Start of GIVEN TEXT
GPU-accelerated video stabilization with COLMAP trajectory export

These details have not been verified by PyPI

Project links

Project description

cuda-motion-flow

GPU-accelerated video stabilization with COLMAP trajectory export.

Every stage runs on the GPU — Shi-Tomasi corner detection, pyramidal Lucas-Kanade tracking, vectorised RANSAC, trajectory smoothing, and bilinear affine warping. The recovered camera motion exports directly to COLMAP for use in Gaussian Splatting, NeRF, and Structure-from-Motion pipelines.

Gaussian convolution	Kalman-RTS smoother	L1 / Total-Variation

Fast, symmetric	Best quality — optimal	Preserves intentional pans

Each clip: original shaky footage (left) vs stabilized output (right) — view on GitHub if GIFs don't load

What it does

Full GPU pipeline — raw CUDA C++ kernels for the hot path; no CPU fallback in production
Three trajectory smoothers — Gaussian, Kalman-RTS (globally optimal), L1/TV (preserves pans)
End of GIVEN TEXT
Start of RECORDS FOR THIS EXERCISE
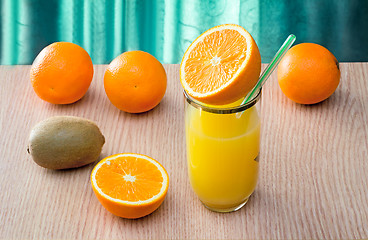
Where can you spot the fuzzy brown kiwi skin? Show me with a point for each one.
(64, 142)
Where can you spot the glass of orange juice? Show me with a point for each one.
(222, 152)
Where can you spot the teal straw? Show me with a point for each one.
(271, 67)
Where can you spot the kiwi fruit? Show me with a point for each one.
(64, 142)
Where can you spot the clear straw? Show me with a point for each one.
(271, 67)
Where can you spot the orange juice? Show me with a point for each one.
(222, 155)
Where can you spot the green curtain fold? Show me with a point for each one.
(165, 28)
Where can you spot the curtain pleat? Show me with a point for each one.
(165, 28)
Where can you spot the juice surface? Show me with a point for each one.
(222, 153)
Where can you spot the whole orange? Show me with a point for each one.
(135, 82)
(308, 73)
(62, 73)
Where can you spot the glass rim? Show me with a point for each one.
(228, 110)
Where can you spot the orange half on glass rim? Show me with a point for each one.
(130, 185)
(221, 66)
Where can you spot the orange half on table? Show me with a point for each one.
(130, 185)
(221, 66)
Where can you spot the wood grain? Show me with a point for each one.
(313, 178)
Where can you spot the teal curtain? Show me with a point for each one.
(165, 28)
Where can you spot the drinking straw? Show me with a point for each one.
(271, 67)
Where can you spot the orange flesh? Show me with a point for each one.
(129, 179)
(215, 60)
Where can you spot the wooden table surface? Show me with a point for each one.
(313, 167)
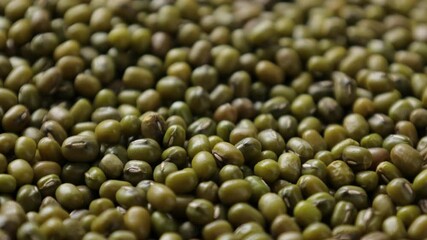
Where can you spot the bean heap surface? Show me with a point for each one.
(213, 119)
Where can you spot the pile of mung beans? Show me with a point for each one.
End of RECORDS FOR THIS EXERCISE
REQUIREMENTS.
(a) In the cuda-motion-flow project description, which trajectory smoother preserves intentional pans?
(b) Reproduce the entries starting at the line containing "Where can you spot the bean" and ending at the last line of the entries, changing "heap" to "mound" and leaving everything else as it is.
The text and the entries are unrelated to each other.

WORKED ANSWERS.
(a) L1 / Total-Variation

(b)
Where can you spot the bean mound surface? Show me with a point for each one.
(213, 119)
Where can you spot the pile of mung beans? Show me with a point for each one.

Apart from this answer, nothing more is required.